■ **TASKS FOR THIS EXERCISE**
• A. Using the mailing-list reply below, decide whether each statement agrees with it: (i) the writer left the Debian lists because of this kind of communication; (ii) the writer takes part often on this list; (iii) the history the writer will recount came after systemd. Answer yes or no for each and quote the words from the reply that settle it.
• B. Translate this sentence from the mailing-list reply below into Spanish: "It would be unacceptable in a professional setting, and it's equally unacceptable here."

Let me begin by stating that I found your reply (and others) to be rude,
unnecessarily aggressive, and lacking in well-reasoned objective
argument. It's poor communication like this which caused me to
unsubscribe from the Debian lists, and also to this list a good while
back (I only read the digest summary on occasion, and rarely
participate). I find it fosters an unfriendly, unpleasant and
unproductive environment which I don't enjoy working in. When you're
doing this type of work as a part-time volunteer, it's extremely
demotivating and disheartening to be treated this way. It would be
unacceptable in a professional setting, and it's equally unacceptable
here. Please do think about what you have written before sending it; it
costs nothing to be nice, even when you are in disagreement with someone.


Before I follow up on any of the points you (and others) made in
response, let me begin with some history you may be unaware of. It
actually predates systemd, and is largely unrelated to systemd.

■ **PROVIDED RECORDS**

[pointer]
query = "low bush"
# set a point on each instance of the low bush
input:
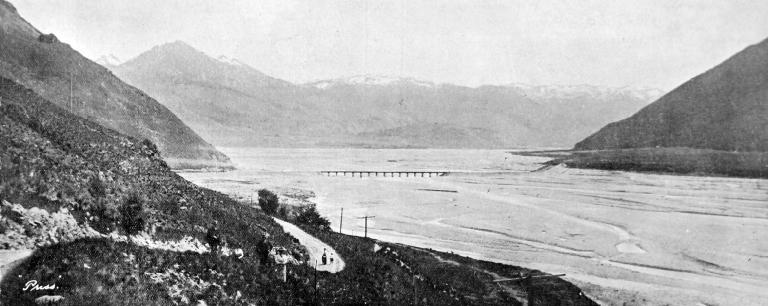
(268, 201)
(308, 215)
(97, 188)
(132, 212)
(104, 215)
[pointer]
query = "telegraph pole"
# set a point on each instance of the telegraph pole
(366, 223)
(70, 90)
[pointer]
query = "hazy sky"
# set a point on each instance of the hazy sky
(655, 43)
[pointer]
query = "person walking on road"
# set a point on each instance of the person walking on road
(324, 259)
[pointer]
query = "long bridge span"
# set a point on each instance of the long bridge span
(370, 173)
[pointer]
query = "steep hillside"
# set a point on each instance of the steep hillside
(66, 187)
(63, 76)
(725, 108)
(232, 104)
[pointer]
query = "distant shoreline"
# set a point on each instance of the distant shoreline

■ **WRITTEN RESPONSES**
• A.
(i) Yes: "It's poor communication like this which caused me to unsubscribe from the Debian lists"
(ii) No: "I only read the digest summary on occasion, and rarely participate"
(iii) No: "It actually predates systemd"

• B. Sería inaceptable en un entorno profesional, y es igualmente inaceptable aquí.